» What you have to do
Revise the lines of the material below from the line with "the **window**, your assistance would be valued." to the line with "0L125 1L148 1L153", putting "door" in place of "window" and keeping everything else the same. Return only those lines.

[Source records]
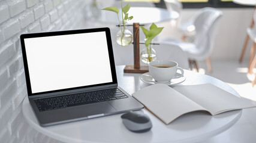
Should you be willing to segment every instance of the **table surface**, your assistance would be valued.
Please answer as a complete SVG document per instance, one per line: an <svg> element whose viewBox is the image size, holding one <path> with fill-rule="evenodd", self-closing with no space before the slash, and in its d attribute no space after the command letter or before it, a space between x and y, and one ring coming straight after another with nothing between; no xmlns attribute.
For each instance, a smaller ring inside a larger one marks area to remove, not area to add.
<svg viewBox="0 0 256 143"><path fill-rule="evenodd" d="M133 23L149 24L162 22L177 19L179 17L179 13L176 11L170 12L165 9L156 7L131 7L128 14L129 16L132 15L133 18L128 21L128 24ZM119 15L119 18L121 20L122 17L121 14ZM107 23L119 24L116 14L112 11L105 10L100 11L100 16L96 20Z"/></svg>
<svg viewBox="0 0 256 143"><path fill-rule="evenodd" d="M140 80L140 74L124 73L124 66L117 66L119 85L128 93L149 85ZM230 93L239 94L225 83L209 76L185 70L186 80L179 85L210 83ZM94 119L68 123L47 128L41 127L26 98L22 111L28 123L38 132L65 142L194 142L203 141L228 129L239 119L242 110L212 116L195 112L182 116L166 125L145 109L153 127L147 132L136 133L127 130L118 114Z"/></svg>

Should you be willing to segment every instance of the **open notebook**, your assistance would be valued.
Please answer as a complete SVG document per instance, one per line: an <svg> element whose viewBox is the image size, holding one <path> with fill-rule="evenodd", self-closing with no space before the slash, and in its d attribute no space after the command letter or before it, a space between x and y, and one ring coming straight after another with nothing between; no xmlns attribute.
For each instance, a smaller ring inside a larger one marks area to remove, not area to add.
<svg viewBox="0 0 256 143"><path fill-rule="evenodd" d="M256 102L236 97L212 84L173 88L165 84L156 84L134 93L132 97L165 124L192 111L207 111L214 116L256 107Z"/></svg>

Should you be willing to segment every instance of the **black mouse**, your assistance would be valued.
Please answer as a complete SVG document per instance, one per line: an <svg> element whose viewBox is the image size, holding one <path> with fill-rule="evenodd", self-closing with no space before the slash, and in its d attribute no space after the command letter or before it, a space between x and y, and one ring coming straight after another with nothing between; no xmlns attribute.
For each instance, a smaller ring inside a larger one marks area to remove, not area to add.
<svg viewBox="0 0 256 143"><path fill-rule="evenodd" d="M149 117L144 113L131 111L121 116L123 123L134 132L146 132L152 127Z"/></svg>

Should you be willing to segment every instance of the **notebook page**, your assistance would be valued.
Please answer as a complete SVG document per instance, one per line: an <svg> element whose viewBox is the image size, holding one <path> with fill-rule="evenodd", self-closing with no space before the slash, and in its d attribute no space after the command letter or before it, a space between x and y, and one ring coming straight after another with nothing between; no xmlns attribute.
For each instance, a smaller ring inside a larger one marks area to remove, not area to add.
<svg viewBox="0 0 256 143"><path fill-rule="evenodd" d="M206 110L165 84L149 86L134 93L132 97L165 124L185 113Z"/></svg>
<svg viewBox="0 0 256 143"><path fill-rule="evenodd" d="M209 83L179 86L173 89L204 107L212 115L256 107L256 102L236 97Z"/></svg>

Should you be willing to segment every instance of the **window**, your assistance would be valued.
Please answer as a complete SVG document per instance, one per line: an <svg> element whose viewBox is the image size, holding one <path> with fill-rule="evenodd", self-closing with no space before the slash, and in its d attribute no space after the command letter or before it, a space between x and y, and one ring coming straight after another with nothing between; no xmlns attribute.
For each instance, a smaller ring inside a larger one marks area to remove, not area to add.
<svg viewBox="0 0 256 143"><path fill-rule="evenodd" d="M124 0L125 1L148 1L153 2L156 7L166 8L164 0ZM178 0L182 2L183 8L203 7L215 8L254 8L255 6L246 6L233 2L233 0Z"/></svg>

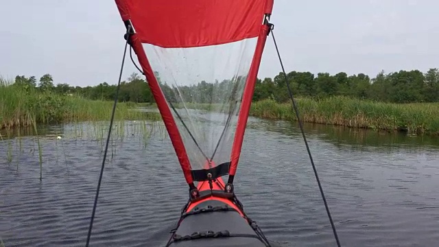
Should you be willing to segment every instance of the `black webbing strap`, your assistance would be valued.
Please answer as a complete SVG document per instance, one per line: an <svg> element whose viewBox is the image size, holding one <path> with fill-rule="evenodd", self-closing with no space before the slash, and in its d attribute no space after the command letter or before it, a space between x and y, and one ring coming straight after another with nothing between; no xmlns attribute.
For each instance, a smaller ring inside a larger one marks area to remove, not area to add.
<svg viewBox="0 0 439 247"><path fill-rule="evenodd" d="M209 169L192 170L192 178L194 181L206 181L227 175L230 165L230 162L226 162Z"/></svg>

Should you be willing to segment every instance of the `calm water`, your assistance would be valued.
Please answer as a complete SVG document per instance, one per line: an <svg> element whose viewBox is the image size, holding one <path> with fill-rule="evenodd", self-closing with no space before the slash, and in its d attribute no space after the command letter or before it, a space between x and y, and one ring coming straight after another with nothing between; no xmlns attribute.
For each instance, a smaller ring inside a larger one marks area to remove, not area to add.
<svg viewBox="0 0 439 247"><path fill-rule="evenodd" d="M128 123L110 148L91 246L163 246L187 200L169 138L159 130L145 146L142 125ZM437 245L439 139L306 127L342 246ZM0 142L5 246L85 244L103 154L98 137L106 131L40 130L42 181L34 137ZM285 246L335 245L295 123L250 119L235 181L246 212L269 239Z"/></svg>

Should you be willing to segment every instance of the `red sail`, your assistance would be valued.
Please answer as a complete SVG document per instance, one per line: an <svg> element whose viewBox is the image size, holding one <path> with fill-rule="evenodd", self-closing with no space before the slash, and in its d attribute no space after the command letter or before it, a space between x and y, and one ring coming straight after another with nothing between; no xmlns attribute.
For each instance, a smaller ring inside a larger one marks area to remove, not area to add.
<svg viewBox="0 0 439 247"><path fill-rule="evenodd" d="M116 3L186 181L235 175L273 0Z"/></svg>

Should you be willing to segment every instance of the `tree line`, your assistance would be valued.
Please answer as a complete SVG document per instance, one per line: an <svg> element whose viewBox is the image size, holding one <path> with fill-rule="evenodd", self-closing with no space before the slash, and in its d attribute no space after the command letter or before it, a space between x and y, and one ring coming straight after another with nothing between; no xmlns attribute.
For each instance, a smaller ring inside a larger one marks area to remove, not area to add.
<svg viewBox="0 0 439 247"><path fill-rule="evenodd" d="M168 100L175 101L175 95L169 93L172 89L160 80L158 73L156 73L156 76L165 95L168 97ZM418 70L401 70L385 73L381 71L372 78L364 73L348 75L344 72L335 75L329 73L314 75L311 72L292 71L287 77L296 96L325 97L344 95L394 103L439 102L438 69L430 69L426 73ZM202 81L198 84L180 88L178 93L182 95L188 102L210 102L213 99L213 93L221 95L221 92L235 92L237 89L232 83L233 81ZM65 83L55 86L54 79L49 73L43 75L38 84L35 76L26 78L24 75L17 75L14 84L27 91L38 90L101 100L113 100L117 87L117 85L110 85L106 82L85 87L73 86ZM278 102L288 100L287 84L282 73L279 73L274 78L257 80L253 100L268 98ZM133 73L126 81L121 82L118 99L119 102L136 103L154 102L154 97L147 82L136 73Z"/></svg>

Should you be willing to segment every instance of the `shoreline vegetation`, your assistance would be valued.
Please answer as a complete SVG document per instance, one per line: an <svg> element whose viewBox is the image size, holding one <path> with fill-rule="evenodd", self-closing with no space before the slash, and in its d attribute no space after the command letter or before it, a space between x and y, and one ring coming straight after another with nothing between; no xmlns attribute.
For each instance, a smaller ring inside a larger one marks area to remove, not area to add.
<svg viewBox="0 0 439 247"><path fill-rule="evenodd" d="M19 86L0 78L0 130L35 124L109 120L113 102L92 100ZM158 120L155 113L136 110L132 102L118 103L115 121Z"/></svg>
<svg viewBox="0 0 439 247"><path fill-rule="evenodd" d="M160 80L165 95L172 89ZM408 134L439 136L439 69L423 73L418 70L379 73L374 78L363 73L348 76L292 71L288 80L304 122L351 128L405 132ZM215 110L207 102L213 92L230 86L230 80L202 81L183 86L180 93L187 107ZM193 88L193 87L195 87ZM6 80L0 77L0 129L32 124L108 120L116 85L106 82L95 86L54 86L50 74L40 78L17 75ZM193 98L191 90L203 92ZM121 84L115 119L161 120L157 113L135 110L139 106L156 108L147 82L132 73ZM172 97L170 100L178 105ZM296 121L282 74L257 79L250 116Z"/></svg>

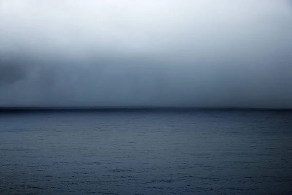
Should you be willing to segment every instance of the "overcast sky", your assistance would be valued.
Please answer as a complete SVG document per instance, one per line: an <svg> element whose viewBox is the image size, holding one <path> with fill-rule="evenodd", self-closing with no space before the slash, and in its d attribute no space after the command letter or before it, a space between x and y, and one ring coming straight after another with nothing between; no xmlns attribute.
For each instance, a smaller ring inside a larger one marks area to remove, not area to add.
<svg viewBox="0 0 292 195"><path fill-rule="evenodd" d="M0 0L0 106L292 108L284 0Z"/></svg>

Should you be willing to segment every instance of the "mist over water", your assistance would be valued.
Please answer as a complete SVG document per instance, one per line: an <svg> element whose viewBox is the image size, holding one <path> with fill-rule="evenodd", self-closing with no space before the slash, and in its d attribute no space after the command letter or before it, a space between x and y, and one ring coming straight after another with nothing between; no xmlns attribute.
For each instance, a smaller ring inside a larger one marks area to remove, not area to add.
<svg viewBox="0 0 292 195"><path fill-rule="evenodd" d="M0 106L292 108L286 0L2 0Z"/></svg>

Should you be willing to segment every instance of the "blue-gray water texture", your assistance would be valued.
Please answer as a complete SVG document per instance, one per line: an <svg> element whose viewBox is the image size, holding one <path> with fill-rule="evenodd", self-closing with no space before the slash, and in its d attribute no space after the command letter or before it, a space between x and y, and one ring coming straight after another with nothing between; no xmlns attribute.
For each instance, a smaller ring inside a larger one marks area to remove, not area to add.
<svg viewBox="0 0 292 195"><path fill-rule="evenodd" d="M292 113L0 114L0 195L292 195Z"/></svg>

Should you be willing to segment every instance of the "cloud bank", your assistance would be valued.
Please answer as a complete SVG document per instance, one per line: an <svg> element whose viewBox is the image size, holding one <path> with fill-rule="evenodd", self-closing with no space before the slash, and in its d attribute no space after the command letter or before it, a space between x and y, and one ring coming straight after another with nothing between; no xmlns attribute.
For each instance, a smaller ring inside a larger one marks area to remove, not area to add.
<svg viewBox="0 0 292 195"><path fill-rule="evenodd" d="M288 0L0 1L0 106L292 108Z"/></svg>

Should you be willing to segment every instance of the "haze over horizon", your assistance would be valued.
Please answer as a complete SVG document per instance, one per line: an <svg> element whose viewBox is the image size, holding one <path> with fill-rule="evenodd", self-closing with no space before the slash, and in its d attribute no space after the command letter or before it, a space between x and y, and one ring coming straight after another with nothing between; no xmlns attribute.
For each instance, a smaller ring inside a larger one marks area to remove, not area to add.
<svg viewBox="0 0 292 195"><path fill-rule="evenodd" d="M292 108L285 0L0 1L0 107Z"/></svg>

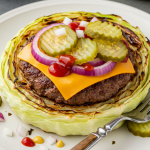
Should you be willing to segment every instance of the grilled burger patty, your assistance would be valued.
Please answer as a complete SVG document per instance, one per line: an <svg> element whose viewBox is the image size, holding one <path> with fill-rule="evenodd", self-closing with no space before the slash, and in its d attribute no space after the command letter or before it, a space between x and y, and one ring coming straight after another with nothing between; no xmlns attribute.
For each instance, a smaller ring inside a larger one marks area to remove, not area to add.
<svg viewBox="0 0 150 150"><path fill-rule="evenodd" d="M104 20L105 21L105 20ZM118 24L115 24L119 26ZM121 26L124 38L135 47L139 47L139 39L134 32ZM34 36L28 39L27 44L32 42ZM134 53L129 49L129 58L134 65ZM135 67L134 67L135 68ZM135 68L136 69L136 68ZM68 100L65 100L54 83L40 70L29 63L20 60L20 70L28 80L31 90L39 96L44 96L58 104L82 105L106 101L116 95L130 80L131 74L120 74L109 79L93 84Z"/></svg>
<svg viewBox="0 0 150 150"><path fill-rule="evenodd" d="M29 44L33 37L28 40ZM130 60L134 64L133 54L129 53ZM31 64L21 60L20 70L24 77L28 80L31 90L34 90L39 96L44 96L58 104L68 105L82 105L89 103L96 103L106 101L115 95L121 88L123 88L131 78L131 74L120 74L109 79L95 83L68 100L65 100L54 83L46 77L40 70Z"/></svg>
<svg viewBox="0 0 150 150"><path fill-rule="evenodd" d="M25 61L20 62L20 69L25 78L29 81L30 88L39 96L46 96L56 103L65 103L69 105L81 105L105 101L115 95L119 89L123 88L131 77L131 74L116 75L93 84L70 99L65 100L54 83L40 70Z"/></svg>
<svg viewBox="0 0 150 150"><path fill-rule="evenodd" d="M22 47L32 42L32 37L42 28L61 23L64 17L88 22L97 17L121 28L135 73L114 76L64 100L50 79L17 57ZM144 100L150 88L149 44L138 27L133 27L117 15L64 12L43 16L24 27L8 42L1 56L0 89L13 112L25 123L61 136L88 135L135 109ZM89 102L89 105L83 105Z"/></svg>

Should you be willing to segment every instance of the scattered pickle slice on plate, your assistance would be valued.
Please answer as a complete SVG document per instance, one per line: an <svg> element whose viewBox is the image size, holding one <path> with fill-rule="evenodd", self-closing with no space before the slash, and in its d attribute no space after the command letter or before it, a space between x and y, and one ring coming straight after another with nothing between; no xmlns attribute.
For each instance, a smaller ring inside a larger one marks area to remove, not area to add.
<svg viewBox="0 0 150 150"><path fill-rule="evenodd" d="M127 121L127 127L135 136L150 137L150 121L147 123Z"/></svg>
<svg viewBox="0 0 150 150"><path fill-rule="evenodd" d="M65 28L66 34L56 36L55 31L61 28ZM54 26L45 31L40 39L39 46L44 53L50 56L58 56L71 51L77 44L76 33L67 25Z"/></svg>
<svg viewBox="0 0 150 150"><path fill-rule="evenodd" d="M123 41L110 42L94 39L98 46L97 57L104 61L121 62L126 58L128 49Z"/></svg>
<svg viewBox="0 0 150 150"><path fill-rule="evenodd" d="M113 26L112 23L101 21L90 22L85 28L85 34L92 38L112 42L121 40L122 36L120 28Z"/></svg>
<svg viewBox="0 0 150 150"><path fill-rule="evenodd" d="M94 60L97 55L97 44L89 38L80 38L76 47L69 54L76 59L75 64L81 65Z"/></svg>

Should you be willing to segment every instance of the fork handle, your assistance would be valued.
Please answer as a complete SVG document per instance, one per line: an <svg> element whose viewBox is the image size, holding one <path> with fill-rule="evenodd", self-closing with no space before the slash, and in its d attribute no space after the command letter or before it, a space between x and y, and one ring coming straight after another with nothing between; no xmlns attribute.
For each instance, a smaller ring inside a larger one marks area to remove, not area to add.
<svg viewBox="0 0 150 150"><path fill-rule="evenodd" d="M73 147L71 150L89 150L91 149L99 140L101 140L101 136L95 133L87 136L83 141L81 141L78 145Z"/></svg>
<svg viewBox="0 0 150 150"><path fill-rule="evenodd" d="M97 142L99 142L102 137L105 137L108 132L112 131L113 128L121 121L129 120L128 117L119 116L113 121L108 123L103 128L98 128L97 133L90 134L87 138L81 141L78 145L73 147L71 150L90 150Z"/></svg>

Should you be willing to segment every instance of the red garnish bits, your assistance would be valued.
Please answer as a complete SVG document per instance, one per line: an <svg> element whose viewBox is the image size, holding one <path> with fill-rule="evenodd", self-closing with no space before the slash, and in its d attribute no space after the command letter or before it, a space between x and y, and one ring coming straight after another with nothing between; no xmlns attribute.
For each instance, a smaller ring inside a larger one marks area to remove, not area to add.
<svg viewBox="0 0 150 150"><path fill-rule="evenodd" d="M75 58L71 55L60 55L58 62L50 65L49 73L56 77L68 76L72 72Z"/></svg>
<svg viewBox="0 0 150 150"><path fill-rule="evenodd" d="M129 53L127 54L126 58L121 62L126 63L128 61L128 58L129 58Z"/></svg>
<svg viewBox="0 0 150 150"><path fill-rule="evenodd" d="M87 71L92 71L94 69L91 64L84 64L83 68Z"/></svg>
<svg viewBox="0 0 150 150"><path fill-rule="evenodd" d="M80 22L71 22L68 26L72 29L72 30L76 30L76 28L78 28Z"/></svg>
<svg viewBox="0 0 150 150"><path fill-rule="evenodd" d="M29 137L25 137L22 139L21 143L24 145L24 146L28 146L28 147L33 147L35 146L35 143L33 142L32 139L30 139Z"/></svg>
<svg viewBox="0 0 150 150"><path fill-rule="evenodd" d="M72 55L60 55L58 59L58 61L63 63L66 67L72 67L75 60L76 59Z"/></svg>

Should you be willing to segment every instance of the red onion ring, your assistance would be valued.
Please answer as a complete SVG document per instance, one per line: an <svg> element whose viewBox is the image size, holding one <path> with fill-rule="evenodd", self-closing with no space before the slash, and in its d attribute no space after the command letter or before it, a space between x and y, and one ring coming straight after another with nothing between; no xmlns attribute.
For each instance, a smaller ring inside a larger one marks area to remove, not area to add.
<svg viewBox="0 0 150 150"><path fill-rule="evenodd" d="M96 17L93 17L92 20L90 22L95 22L97 21L98 19Z"/></svg>
<svg viewBox="0 0 150 150"><path fill-rule="evenodd" d="M72 72L86 76L100 76L110 72L116 64L116 62L108 61L101 66L94 67L92 71L87 71L82 66L74 65L72 67Z"/></svg>
<svg viewBox="0 0 150 150"><path fill-rule="evenodd" d="M88 61L86 64L91 64L94 67L97 66L101 66L105 63L104 60L100 60L99 58L95 58L93 61ZM81 66L84 66L84 64L82 64Z"/></svg>
<svg viewBox="0 0 150 150"><path fill-rule="evenodd" d="M0 122L5 121L3 114L0 112Z"/></svg>
<svg viewBox="0 0 150 150"><path fill-rule="evenodd" d="M33 55L33 57L39 61L40 63L44 64L44 65L50 65L53 62L56 62L58 59L55 57L50 57L44 53L42 53L38 47L38 40L40 38L40 36L48 29L52 28L53 26L58 26L58 25L64 25L63 23L53 23L45 28L43 28L42 30L40 30L36 36L33 39L32 45L31 45L31 53Z"/></svg>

» Reply to the exercise
Should you be willing to segment every instance of the **door**, your assistance would be valued.
Please answer as a complete SVG document per instance, one per line: an <svg> element whose viewBox is the image size, holding one <path> with fill-rule="evenodd", self-closing with no space before the slash, and in its d attribute no space after the command letter or before it, a space between x and y, and one ring coming straight after another with nothing between; no xmlns attribute.
For each instance, a smaller ring inside a larger one marks area to remove, not area to add.
<svg viewBox="0 0 256 143"><path fill-rule="evenodd" d="M124 0L125 1L148 1L153 2L156 7L166 8L164 0ZM178 0L182 2L183 8L203 7L215 8L254 8L255 6L246 6L233 2L233 0Z"/></svg>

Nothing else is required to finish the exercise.